::: ARTICLE :::

Process
As much as we’d like to follow best design guidelines, design in theory is often quite different from design in practice. What we usually get is a solution that needs reverse-engineering—re-framing the problem, aligning stakeholders, and carefully looping through all necessary steps.
I believe in the power of servant leadership and a safe environment where problems are seen as opportunities to improve. My practice is grounded in Agile principles and Design Thinking—not as a rigid process, but as a mindset. Where failures are celebrated as experiments, priorities are set proactively, and continuous improvement is the path to long-term product quality.
I’ve worked across mining, AI, and education technology—industries where the user’s domain expertise is profound, the stakes are high, and the designer who hasn’t done their homework gets found out quickly. That reality has shaped everything about how I work.
01
Align & Discover
Before a single wireframe is drawn, I work to align stakeholders on the right problem. This means facilitated workshops, stakeholder interviews, service blueprints, and mapping the full ecosystem—people, processes, touchpoints, data flows. I have gone on site visits and service safaris—walking in users’ shoes through end-to-end business operations.

::: RECORD LIST :::

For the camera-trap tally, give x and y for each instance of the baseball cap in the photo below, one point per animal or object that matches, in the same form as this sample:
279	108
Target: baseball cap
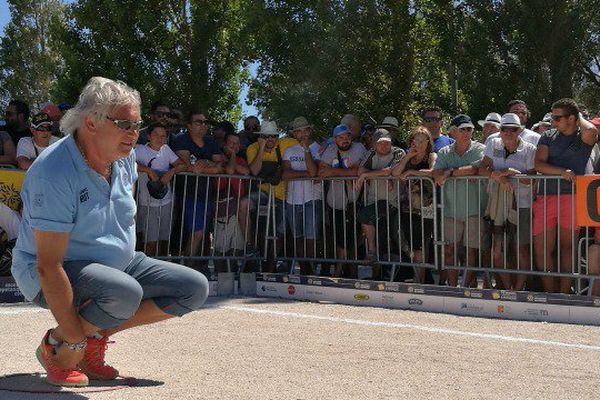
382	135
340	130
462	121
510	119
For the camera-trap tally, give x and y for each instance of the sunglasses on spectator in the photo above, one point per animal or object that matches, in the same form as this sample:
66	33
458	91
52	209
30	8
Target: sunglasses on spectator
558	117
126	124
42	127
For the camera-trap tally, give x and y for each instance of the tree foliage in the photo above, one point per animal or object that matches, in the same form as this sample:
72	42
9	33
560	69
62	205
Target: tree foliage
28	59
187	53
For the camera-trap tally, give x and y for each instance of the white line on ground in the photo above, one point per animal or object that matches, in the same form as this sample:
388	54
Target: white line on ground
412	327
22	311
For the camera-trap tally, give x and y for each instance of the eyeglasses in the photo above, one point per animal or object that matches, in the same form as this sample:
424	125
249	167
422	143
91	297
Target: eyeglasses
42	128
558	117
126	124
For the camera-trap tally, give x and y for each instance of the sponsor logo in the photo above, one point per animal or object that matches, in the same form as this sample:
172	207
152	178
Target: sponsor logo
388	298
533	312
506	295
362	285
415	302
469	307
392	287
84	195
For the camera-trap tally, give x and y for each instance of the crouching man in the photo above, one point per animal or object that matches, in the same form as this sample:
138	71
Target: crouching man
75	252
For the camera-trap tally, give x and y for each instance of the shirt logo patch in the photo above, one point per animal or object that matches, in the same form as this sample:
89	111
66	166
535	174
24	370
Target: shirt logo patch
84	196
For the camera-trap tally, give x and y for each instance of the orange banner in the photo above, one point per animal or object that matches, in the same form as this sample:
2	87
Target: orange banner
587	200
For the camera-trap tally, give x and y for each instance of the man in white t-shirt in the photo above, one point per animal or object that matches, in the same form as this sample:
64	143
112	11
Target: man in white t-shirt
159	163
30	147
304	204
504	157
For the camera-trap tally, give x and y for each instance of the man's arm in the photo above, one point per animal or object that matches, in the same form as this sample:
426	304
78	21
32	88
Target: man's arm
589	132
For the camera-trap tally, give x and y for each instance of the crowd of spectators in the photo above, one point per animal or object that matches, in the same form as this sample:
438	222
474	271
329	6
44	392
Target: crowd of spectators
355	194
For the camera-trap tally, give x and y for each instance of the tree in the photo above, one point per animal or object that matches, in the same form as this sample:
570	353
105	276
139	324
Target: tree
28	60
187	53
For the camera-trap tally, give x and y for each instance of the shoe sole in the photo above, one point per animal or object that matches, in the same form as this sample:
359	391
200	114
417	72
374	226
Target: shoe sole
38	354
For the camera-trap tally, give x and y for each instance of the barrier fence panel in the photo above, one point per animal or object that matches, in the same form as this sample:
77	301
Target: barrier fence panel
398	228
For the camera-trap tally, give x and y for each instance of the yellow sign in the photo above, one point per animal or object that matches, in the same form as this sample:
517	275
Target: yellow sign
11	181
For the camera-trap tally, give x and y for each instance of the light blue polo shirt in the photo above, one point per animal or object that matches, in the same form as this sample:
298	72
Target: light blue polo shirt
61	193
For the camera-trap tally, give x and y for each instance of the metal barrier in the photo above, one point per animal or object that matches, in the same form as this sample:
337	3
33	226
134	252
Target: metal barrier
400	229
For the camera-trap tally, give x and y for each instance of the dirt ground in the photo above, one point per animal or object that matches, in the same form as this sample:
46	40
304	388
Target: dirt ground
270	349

:::

** INSTRUCTIONS FOR THE TASK **
Continue the text on design process, starting after its last sentence. The records have no connection to the text on design process.

** RESPONSE TO THE EXERCISE **
02
Empathize & Research
Deep user research through field studies, contextual interviews, and empathy mapping. At Teck, this meant visiting mine sites in the BC interior and spending time with planners in their natural environment. I produce detailed empathy maps, user personas, journey maps, and system flows—and I work with business analysts on process diagrams to surface existing gaps and inconsistencies.
03
Ideate & Prototype
From user personas and journey maps to rapid wireframes, I maintain continuous feedback loops with product owners, developers, and data scientists. Low-fidelity first to validate direction, high-fidelity when the concept is proven. I believe in co-design where possible—the people who build the product should help shape it.
04
Test & Iterate
Usability testing, data analysis, and structured feedback sessions feed directly back into design. Working in two-week sprints with the design team 1–2 sprints ahead of development ensures everyone is engaged and continuously delivering. I document rigorously so that decisions are traceable and the team can maintain shared context.
05
Implement & Scale
Dual-track delivery processes, component libraries, design systems, and developer handoffs. I establish workflows, documentation standards, and meeting cadences to ensure shared long-term vision across teams. I work closely with QA and Deployment Specialists to make sure the product that ships matches the product that was designed.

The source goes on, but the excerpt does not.